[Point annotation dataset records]
%%

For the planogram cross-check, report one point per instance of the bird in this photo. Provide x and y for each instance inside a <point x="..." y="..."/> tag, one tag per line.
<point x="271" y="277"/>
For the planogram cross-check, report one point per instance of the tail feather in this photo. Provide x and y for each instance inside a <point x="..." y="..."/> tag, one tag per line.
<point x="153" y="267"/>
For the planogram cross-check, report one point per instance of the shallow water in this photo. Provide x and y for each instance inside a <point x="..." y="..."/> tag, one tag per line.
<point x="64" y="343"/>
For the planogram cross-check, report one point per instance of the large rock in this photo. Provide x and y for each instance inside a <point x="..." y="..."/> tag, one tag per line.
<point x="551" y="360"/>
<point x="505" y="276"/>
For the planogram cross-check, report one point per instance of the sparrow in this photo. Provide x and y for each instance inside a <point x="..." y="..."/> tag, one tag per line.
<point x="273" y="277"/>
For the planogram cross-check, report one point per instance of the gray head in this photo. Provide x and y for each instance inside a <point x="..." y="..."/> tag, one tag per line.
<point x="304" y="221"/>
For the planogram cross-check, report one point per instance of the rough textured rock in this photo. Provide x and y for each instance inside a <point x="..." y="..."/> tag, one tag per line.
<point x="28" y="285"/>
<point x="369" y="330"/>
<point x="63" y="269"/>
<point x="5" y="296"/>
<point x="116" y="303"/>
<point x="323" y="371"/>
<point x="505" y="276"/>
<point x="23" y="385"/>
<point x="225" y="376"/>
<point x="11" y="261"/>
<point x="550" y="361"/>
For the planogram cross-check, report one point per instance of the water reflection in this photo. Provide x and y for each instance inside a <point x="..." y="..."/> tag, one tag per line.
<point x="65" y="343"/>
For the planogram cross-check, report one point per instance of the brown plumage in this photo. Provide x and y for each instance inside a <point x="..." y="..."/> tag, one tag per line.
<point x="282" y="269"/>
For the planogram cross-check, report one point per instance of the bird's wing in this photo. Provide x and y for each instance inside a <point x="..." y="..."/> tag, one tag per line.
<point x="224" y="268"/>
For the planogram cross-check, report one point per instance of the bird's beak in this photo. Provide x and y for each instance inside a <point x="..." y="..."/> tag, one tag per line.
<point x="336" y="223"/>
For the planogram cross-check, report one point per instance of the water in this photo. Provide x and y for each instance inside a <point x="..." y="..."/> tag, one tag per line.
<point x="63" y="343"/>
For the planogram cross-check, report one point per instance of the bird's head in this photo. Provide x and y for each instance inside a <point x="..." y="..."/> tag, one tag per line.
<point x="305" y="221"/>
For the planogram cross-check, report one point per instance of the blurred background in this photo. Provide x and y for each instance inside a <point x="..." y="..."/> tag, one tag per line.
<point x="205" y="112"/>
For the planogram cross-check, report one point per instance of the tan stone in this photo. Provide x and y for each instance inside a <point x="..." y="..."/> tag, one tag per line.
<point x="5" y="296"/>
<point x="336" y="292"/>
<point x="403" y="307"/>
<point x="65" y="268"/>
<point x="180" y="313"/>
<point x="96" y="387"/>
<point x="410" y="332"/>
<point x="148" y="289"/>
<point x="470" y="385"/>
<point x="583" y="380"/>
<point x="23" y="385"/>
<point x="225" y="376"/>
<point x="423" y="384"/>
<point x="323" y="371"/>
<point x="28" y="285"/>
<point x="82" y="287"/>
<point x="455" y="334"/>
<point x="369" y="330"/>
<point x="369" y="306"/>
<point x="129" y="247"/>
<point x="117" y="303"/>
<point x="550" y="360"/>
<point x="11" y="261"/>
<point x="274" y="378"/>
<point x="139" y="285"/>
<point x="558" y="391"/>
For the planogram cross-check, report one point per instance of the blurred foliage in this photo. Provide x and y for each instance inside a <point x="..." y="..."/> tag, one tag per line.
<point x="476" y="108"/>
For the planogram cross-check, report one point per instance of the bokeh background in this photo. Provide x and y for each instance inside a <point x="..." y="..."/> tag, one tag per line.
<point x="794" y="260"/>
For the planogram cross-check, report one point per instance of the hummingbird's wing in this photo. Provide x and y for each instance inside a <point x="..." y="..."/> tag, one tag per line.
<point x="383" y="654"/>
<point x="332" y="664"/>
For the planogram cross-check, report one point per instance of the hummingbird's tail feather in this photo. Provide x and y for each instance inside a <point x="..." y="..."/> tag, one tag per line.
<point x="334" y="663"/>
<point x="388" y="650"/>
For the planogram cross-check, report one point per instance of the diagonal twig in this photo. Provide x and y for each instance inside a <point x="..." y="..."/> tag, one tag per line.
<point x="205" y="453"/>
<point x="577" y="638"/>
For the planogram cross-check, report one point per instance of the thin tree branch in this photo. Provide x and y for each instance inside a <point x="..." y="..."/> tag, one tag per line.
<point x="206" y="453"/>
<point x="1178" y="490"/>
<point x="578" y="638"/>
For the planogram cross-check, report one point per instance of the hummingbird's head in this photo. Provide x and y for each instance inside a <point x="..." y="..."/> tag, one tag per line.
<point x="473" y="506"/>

%%

Given instruction =>
Your task is to reproduce, exactly and exclusively, the lines from the one holding "of the bokeh" through the final line of the listing.

Complete answer =>
For the planogram cross-check, report one point per instance of the bokeh background in this photo. Provide x and y for each instance inside a <point x="..." y="..."/> tag, one tag per line.
<point x="794" y="260"/>
For the planogram cross-check, report one point per instance of the hummingbird's wing in this photo. Provide x and y for each instance inside a <point x="..." y="..."/> tag, one tag per line.
<point x="383" y="654"/>
<point x="332" y="664"/>
For the planogram cross-check, report one point per instance of the hummingbird's tail feather in this photo. Provide x and y for each instance inside a <point x="..." y="..."/> tag, one tag per line.
<point x="334" y="663"/>
<point x="388" y="650"/>
For the planogram cross-check, report one point per instance of the diagonal twig in this photo. Provide x and y for each instance inside a <point x="..." y="..."/> tag, one tag per line.
<point x="205" y="453"/>
<point x="577" y="638"/>
For the planogram cross-check, report one point per instance of the thin tree branch in this photo. Provide x and y for each instance inside a <point x="..." y="..."/> tag, one tag per line.
<point x="206" y="453"/>
<point x="1178" y="490"/>
<point x="578" y="638"/>
For the planogram cross-check, report one point per instance of the hummingbird's head in this photo. Provide x and y for each instance inside a <point x="..." y="..."/> tag, one tag per line.
<point x="473" y="506"/>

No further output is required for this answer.